Source material
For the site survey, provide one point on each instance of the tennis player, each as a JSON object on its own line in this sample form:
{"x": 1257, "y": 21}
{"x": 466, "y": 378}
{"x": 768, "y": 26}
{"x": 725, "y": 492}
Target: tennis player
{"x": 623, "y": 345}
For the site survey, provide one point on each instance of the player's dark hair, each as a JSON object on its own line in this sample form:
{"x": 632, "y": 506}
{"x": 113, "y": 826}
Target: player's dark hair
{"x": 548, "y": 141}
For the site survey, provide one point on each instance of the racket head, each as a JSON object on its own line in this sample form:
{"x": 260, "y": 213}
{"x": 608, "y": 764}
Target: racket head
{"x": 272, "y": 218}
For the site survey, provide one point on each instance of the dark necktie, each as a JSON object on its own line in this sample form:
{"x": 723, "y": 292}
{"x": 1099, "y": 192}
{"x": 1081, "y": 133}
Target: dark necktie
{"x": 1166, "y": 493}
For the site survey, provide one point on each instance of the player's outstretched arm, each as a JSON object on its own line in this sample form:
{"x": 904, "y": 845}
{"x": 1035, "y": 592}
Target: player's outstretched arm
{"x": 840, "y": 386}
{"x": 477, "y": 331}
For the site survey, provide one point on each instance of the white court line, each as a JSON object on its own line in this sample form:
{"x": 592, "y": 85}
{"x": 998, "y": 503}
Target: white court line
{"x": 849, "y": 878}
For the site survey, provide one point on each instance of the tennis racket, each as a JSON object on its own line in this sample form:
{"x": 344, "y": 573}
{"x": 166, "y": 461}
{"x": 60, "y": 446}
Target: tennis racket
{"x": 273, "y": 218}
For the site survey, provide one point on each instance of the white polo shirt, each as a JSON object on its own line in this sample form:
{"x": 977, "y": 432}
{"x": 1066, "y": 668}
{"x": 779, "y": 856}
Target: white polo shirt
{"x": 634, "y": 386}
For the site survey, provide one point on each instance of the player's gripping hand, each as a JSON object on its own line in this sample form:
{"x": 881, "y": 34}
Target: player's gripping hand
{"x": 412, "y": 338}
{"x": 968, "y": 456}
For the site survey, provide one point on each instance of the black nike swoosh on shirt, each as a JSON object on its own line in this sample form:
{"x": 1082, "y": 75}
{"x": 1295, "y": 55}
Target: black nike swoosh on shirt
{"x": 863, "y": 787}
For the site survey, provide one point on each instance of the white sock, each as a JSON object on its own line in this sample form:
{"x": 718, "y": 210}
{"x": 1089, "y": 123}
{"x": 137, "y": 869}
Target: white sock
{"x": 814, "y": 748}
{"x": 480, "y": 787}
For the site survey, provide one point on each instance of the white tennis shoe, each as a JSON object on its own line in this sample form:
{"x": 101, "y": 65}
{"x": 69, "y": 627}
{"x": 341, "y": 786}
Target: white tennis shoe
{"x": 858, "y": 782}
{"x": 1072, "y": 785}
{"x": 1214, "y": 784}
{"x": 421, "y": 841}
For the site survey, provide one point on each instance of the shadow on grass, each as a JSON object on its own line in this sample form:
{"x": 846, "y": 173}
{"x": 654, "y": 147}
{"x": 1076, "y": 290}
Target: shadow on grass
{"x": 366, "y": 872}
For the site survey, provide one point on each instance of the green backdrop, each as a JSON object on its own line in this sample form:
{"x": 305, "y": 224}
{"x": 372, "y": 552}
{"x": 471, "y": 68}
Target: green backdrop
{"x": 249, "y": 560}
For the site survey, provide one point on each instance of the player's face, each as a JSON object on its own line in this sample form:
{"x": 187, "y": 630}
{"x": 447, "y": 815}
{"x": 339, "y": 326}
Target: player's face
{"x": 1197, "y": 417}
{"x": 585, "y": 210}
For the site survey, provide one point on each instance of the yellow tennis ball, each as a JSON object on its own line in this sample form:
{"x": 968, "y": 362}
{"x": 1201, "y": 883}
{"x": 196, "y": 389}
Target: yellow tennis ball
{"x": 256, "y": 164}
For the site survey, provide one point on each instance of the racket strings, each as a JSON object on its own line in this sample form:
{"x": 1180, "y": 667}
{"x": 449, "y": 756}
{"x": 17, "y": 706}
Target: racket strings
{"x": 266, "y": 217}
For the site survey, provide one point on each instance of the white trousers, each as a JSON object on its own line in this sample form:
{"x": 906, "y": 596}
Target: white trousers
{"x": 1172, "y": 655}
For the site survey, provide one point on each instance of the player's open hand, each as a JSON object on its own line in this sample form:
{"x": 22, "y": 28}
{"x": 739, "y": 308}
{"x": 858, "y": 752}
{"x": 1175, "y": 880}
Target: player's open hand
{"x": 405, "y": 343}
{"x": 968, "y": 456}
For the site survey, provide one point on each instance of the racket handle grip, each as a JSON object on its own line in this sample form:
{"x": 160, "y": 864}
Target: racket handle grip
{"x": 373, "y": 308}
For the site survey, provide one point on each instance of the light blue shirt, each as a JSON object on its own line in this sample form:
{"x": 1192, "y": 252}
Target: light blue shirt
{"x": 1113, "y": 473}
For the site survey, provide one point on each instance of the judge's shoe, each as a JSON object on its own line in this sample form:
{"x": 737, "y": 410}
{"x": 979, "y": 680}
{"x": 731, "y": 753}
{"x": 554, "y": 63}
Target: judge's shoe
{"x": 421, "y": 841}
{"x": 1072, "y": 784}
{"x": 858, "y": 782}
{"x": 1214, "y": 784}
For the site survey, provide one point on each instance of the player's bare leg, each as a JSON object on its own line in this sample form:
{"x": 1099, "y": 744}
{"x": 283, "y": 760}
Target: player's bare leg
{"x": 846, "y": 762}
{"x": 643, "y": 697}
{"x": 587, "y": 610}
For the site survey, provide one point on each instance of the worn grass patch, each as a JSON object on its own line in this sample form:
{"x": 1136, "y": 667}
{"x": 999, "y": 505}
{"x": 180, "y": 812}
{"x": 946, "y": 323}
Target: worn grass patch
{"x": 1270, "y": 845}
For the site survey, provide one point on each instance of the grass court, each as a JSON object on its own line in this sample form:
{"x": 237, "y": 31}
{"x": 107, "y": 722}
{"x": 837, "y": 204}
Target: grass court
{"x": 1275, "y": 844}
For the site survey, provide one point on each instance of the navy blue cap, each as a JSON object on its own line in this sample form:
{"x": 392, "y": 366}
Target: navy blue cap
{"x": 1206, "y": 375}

Task objective
The response should be an exact copy of every line above.

Solution for this problem
For the site survey, provide one point on each instance of the tennis player, each as a JSON object on its own line in this sample form:
{"x": 1257, "y": 21}
{"x": 466, "y": 378}
{"x": 768, "y": 26}
{"x": 725, "y": 492}
Target: tennis player
{"x": 623, "y": 345}
For the site survey, provide one point on each instance of the player's dark hair, each as a JSON object on its own line in this sample form:
{"x": 632, "y": 506}
{"x": 113, "y": 826}
Target: player's dark hair
{"x": 548, "y": 141}
For the site survey, provide one point on each instance of the racket head, each as a JSON object on its own line in this sample form:
{"x": 260, "y": 213}
{"x": 608, "y": 764}
Target: racket head
{"x": 272, "y": 218}
For the site survey, provide one point on each instance of the dark necktie, each as a JSON object on its own line in this sample form:
{"x": 723, "y": 292}
{"x": 1099, "y": 192}
{"x": 1081, "y": 133}
Target: dark necktie
{"x": 1166, "y": 493}
For the site survey, provide one point on each instance of the player's outstretched arm, each as a JSON object on its own line in this sample form:
{"x": 904, "y": 845}
{"x": 1035, "y": 592}
Target: player's outstretched arm
{"x": 840, "y": 386}
{"x": 477, "y": 331}
For the site survey, provide one point on each instance of the white court line, each as a JSON object on its own line in this sample form:
{"x": 592, "y": 85}
{"x": 998, "y": 503}
Target: white court line
{"x": 849, "y": 878}
For the site survey, provide one point on each instance of the tennis racket, each as a JSON object on its own line in this sample form:
{"x": 344, "y": 573}
{"x": 166, "y": 461}
{"x": 60, "y": 446}
Target: tennis racket
{"x": 273, "y": 218}
For the site survey, provide one point on each instance of the white polo shirt, each as a JSON object on its own line in this sample form:
{"x": 977, "y": 432}
{"x": 1066, "y": 668}
{"x": 779, "y": 856}
Target: white polo shirt
{"x": 634, "y": 386}
For the site survey, provide one point on each instance of the player's gripping hand, each as a JSON object on its own line in this sample form:
{"x": 881, "y": 34}
Target: player's gripping hand
{"x": 412, "y": 338}
{"x": 968, "y": 456}
For the site survey, provide one point on each instance of the black nike swoosh on shirt, each as a JSON object on its own line in this sample form:
{"x": 1082, "y": 75}
{"x": 1295, "y": 55}
Target: black nike swoosh on shirt
{"x": 863, "y": 787}
For the site survey, provide one point on each instance of the white sock, each as a JSON object on its own line in this sample form:
{"x": 718, "y": 210}
{"x": 1089, "y": 123}
{"x": 137, "y": 869}
Target: white sock
{"x": 814, "y": 748}
{"x": 480, "y": 787}
For the site survey, provide one point on each instance of the white tennis shoe, each as a JSON object on its own line in this sample form:
{"x": 101, "y": 65}
{"x": 69, "y": 627}
{"x": 341, "y": 786}
Target: white tennis shoe
{"x": 858, "y": 782}
{"x": 1072, "y": 785}
{"x": 1214, "y": 784}
{"x": 421, "y": 841}
For the site survey, provide one point on each instance of the shadow on grass, each as a JSON object on its own line in this sample form:
{"x": 846, "y": 173}
{"x": 654, "y": 147}
{"x": 1076, "y": 290}
Target: shadow on grass
{"x": 366, "y": 872}
For the site survey, provide one point on each instance of the green backdrop, each as a JSON object on its own line in this sample form:
{"x": 305, "y": 224}
{"x": 372, "y": 552}
{"x": 471, "y": 68}
Target: green backdrop
{"x": 249, "y": 560}
For the site survey, provide one point on each instance of the player's face, each as a JSON object on its own line in this sample form:
{"x": 187, "y": 630}
{"x": 447, "y": 815}
{"x": 339, "y": 326}
Target: player's face
{"x": 1197, "y": 417}
{"x": 585, "y": 210}
For the site survey, provide one point on each instance of the yellow tennis ball, each as a JSON object on its own line in this sample form:
{"x": 968, "y": 362}
{"x": 1201, "y": 883}
{"x": 196, "y": 389}
Target: yellow tennis ball
{"x": 256, "y": 164}
For the site survey, provide one point on each instance of the racket strings, each as a JSON object on its own line in this sample form:
{"x": 1180, "y": 667}
{"x": 449, "y": 756}
{"x": 17, "y": 706}
Target: racket strings
{"x": 266, "y": 217}
For the site survey, provide one point on each instance of the white trousers, each as a JSON object on its own line in this sample form:
{"x": 906, "y": 596}
Target: white trousers
{"x": 1172, "y": 655}
For the site survey, provide one point on each instance of the player's open hand, each as a JSON object on its own line in this sample form:
{"x": 22, "y": 28}
{"x": 739, "y": 308}
{"x": 858, "y": 752}
{"x": 1175, "y": 880}
Target: player's open hand
{"x": 405, "y": 343}
{"x": 968, "y": 456}
For the site survey, provide one point on each instance of the racket handle grip, each as a JSON object on its own line in this sample form:
{"x": 160, "y": 864}
Target: racket handle grip
{"x": 373, "y": 308}
For the site survey, provide one point on each instance of the light blue shirt, each as a JSON object on its own line in this sample form:
{"x": 1192, "y": 252}
Target: light blue shirt
{"x": 1113, "y": 473}
For the site survey, provide one point on each instance of the judge's shoe, each as a JSON object on its own line in this sample form:
{"x": 737, "y": 410}
{"x": 979, "y": 680}
{"x": 731, "y": 753}
{"x": 554, "y": 63}
Target: judge's shoe
{"x": 421, "y": 841}
{"x": 1072, "y": 784}
{"x": 858, "y": 782}
{"x": 1214, "y": 784}
For the site survey, provide one point on each instance of the player's bare leg, each as a JSON object on its own line in this sample form:
{"x": 1099, "y": 744}
{"x": 283, "y": 760}
Target: player's bare leg
{"x": 846, "y": 762}
{"x": 643, "y": 697}
{"x": 587, "y": 610}
For the site survey, provide one point on each instance of the worn grass patch, each as a JSON object on its own line in this sample form:
{"x": 1136, "y": 667}
{"x": 999, "y": 505}
{"x": 180, "y": 812}
{"x": 946, "y": 323}
Target: worn grass patch
{"x": 1270, "y": 845}
For the site survey, provide one point on each instance of the grass court, each as a JSON object on its own line in this sample form:
{"x": 237, "y": 31}
{"x": 107, "y": 722}
{"x": 837, "y": 204}
Target: grass court
{"x": 1275, "y": 844}
For the site survey, provide one point on each instance of the navy blue cap, each as a JSON object on its own line in this sample form:
{"x": 392, "y": 366}
Target: navy blue cap
{"x": 1206, "y": 375}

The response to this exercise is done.